• [Exercise details] Return every one of the following records unchanged, line for line.

— begin Records for the task —

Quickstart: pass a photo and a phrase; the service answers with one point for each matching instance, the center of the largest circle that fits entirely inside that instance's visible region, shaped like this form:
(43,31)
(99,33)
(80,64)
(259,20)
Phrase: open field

— end Records for the task —

• [Written solution]
Quickstart: pass a photo and a phrase; the service answers with one point for each matching instance, the center of the largest circle that fits entirely inside that instance's visible region, shaped like this form:
(43,31)
(99,33)
(80,64)
(259,20)
Phrase: open field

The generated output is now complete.